*Directions*. Rewrite the material from the line containing "the green bract" up to and including the line containing "point(166, 175)", putting "a separate line" in place of every "its own line" and changing nothing else.
-*-
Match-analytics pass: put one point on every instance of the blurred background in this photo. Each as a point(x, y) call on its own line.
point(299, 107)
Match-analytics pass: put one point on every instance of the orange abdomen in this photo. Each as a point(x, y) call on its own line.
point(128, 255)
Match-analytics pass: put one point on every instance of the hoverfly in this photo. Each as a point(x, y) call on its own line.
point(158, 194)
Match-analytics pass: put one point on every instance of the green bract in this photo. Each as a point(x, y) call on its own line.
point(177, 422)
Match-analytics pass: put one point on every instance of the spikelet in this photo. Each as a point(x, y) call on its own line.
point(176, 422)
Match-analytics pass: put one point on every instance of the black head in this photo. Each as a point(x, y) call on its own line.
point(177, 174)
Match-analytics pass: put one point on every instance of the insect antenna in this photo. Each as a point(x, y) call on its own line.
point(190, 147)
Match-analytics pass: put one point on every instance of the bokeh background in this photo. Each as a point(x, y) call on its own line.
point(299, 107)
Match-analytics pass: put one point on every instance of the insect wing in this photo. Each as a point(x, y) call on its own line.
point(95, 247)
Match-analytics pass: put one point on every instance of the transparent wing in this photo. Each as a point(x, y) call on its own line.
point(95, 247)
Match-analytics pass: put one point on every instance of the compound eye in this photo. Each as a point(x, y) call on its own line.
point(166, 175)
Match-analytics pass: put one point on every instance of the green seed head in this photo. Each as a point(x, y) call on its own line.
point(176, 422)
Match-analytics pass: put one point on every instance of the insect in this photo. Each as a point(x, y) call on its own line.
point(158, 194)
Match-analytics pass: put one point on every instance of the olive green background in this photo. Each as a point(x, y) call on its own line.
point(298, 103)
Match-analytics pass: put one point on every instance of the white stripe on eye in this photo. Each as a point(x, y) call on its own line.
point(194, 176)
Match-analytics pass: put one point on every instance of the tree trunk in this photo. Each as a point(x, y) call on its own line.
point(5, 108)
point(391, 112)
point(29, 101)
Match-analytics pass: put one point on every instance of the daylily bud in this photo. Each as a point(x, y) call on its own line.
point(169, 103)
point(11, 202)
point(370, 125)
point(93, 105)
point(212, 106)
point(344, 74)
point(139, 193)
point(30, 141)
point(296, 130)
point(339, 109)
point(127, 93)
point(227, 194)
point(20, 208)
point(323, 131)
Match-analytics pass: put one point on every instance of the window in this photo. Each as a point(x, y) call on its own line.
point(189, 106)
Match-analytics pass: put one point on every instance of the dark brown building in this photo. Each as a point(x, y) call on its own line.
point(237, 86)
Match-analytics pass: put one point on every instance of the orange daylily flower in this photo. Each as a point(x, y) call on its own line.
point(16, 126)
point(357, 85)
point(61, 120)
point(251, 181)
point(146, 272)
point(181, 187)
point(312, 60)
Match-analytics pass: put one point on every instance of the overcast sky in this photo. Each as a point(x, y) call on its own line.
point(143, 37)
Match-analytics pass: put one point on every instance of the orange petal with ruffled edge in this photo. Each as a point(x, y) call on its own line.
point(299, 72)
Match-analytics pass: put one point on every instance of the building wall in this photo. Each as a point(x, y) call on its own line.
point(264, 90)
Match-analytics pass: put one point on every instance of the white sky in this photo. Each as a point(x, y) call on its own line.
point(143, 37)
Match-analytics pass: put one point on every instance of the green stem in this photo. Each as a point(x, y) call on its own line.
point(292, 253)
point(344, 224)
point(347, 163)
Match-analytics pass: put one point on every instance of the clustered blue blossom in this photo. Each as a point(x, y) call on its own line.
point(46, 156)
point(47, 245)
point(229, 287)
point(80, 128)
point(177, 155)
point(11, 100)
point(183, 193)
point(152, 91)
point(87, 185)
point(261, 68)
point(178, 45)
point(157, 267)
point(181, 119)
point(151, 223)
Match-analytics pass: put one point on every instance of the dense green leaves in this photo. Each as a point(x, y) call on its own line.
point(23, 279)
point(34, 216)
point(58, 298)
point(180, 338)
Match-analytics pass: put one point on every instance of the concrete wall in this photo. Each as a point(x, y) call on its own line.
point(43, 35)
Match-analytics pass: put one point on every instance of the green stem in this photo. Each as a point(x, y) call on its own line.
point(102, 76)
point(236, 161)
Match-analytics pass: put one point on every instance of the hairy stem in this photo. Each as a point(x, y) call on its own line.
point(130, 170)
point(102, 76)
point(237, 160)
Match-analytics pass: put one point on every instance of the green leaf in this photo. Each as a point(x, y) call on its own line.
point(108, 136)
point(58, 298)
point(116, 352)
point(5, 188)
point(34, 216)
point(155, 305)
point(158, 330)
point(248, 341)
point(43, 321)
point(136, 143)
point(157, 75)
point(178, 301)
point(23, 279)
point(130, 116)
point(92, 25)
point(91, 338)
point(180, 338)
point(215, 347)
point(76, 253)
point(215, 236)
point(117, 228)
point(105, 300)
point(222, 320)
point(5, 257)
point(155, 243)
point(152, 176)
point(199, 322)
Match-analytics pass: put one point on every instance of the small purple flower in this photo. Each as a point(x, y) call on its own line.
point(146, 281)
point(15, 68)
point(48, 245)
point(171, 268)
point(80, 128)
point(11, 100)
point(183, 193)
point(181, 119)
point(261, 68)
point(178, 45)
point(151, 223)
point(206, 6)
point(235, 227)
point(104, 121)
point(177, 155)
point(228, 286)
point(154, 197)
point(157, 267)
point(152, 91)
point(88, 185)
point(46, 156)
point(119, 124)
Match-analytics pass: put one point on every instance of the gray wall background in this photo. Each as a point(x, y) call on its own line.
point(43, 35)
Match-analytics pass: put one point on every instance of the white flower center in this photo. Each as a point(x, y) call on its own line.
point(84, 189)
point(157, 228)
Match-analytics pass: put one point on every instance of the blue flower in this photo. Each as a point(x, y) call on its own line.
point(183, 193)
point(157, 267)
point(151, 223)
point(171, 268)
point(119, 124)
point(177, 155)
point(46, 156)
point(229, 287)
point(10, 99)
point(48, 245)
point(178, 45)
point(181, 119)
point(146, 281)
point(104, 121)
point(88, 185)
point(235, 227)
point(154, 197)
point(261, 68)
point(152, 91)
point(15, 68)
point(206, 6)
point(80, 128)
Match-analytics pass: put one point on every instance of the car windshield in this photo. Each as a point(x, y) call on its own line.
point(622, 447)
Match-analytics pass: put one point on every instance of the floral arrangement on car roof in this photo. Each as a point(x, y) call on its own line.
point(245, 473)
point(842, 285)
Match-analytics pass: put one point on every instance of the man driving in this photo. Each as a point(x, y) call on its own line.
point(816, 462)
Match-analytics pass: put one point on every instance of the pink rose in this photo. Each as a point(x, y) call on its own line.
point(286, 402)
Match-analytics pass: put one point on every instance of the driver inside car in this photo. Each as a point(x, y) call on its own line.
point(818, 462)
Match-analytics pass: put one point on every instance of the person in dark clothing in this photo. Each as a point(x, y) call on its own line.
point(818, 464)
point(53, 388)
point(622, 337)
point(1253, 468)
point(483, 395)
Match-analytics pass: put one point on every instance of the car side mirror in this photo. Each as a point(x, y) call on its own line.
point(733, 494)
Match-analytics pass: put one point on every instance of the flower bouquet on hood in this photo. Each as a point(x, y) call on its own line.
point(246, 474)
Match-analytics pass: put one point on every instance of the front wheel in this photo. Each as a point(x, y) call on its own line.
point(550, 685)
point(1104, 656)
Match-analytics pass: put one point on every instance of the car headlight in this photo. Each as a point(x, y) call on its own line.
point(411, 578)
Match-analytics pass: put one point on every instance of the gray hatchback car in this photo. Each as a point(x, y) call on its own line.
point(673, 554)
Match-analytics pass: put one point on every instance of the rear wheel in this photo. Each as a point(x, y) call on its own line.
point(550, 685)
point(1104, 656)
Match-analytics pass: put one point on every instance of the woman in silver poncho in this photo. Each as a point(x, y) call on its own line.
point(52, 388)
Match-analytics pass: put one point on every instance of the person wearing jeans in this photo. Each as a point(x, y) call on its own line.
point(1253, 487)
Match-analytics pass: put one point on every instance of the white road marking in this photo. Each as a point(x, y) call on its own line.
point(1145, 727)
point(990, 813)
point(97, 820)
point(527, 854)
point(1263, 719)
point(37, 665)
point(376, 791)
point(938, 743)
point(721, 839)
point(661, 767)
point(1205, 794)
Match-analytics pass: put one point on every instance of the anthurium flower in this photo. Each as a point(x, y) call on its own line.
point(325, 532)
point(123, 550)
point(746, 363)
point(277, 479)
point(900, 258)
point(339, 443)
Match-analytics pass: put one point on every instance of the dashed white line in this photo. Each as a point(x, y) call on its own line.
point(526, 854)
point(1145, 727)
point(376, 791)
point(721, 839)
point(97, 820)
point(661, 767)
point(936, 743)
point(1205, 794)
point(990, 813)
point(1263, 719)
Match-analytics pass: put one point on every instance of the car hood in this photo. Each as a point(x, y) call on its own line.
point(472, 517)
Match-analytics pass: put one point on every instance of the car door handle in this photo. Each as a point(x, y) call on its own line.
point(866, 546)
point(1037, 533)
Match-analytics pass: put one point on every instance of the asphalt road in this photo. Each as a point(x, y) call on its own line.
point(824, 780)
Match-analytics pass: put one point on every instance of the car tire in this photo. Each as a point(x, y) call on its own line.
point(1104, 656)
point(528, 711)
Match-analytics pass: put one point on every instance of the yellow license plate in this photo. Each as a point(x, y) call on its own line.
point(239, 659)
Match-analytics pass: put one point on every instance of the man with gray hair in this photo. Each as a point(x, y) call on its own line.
-*-
*Complete output*.
Match-analytics pass: put one point on every instance of the green bract in this photo. Each as a point(x, y) call on a separate line.
point(177, 422)
Match-analytics pass: put one point on every instance of the spikelet in this photo. Each as a point(x, y) call on a separate line.
point(176, 422)
Match-analytics pass: put one point on every instance of the black head in this photo. Each as a point(x, y) call on a separate line.
point(177, 174)
Match-analytics pass: put one point on every instance of the insect antenna in this photo. Each as a point(x, y) call on a separate line.
point(190, 147)
Match-analytics pass: put one point on every instance of the bokeh background in this photo. Each as a point(x, y) call on a separate line.
point(299, 107)
Match-analytics pass: put one point on every instance of the insect wing in this photo. Each as a point(x, y) call on a separate line.
point(95, 247)
Match-analytics pass: put one point on every instance of the transparent wing in this photo. Each as a point(x, y) call on a separate line.
point(95, 247)
Match-analytics pass: put one point on every instance of the compound eye in this photo. Each as a point(x, y) call on a separate line.
point(166, 175)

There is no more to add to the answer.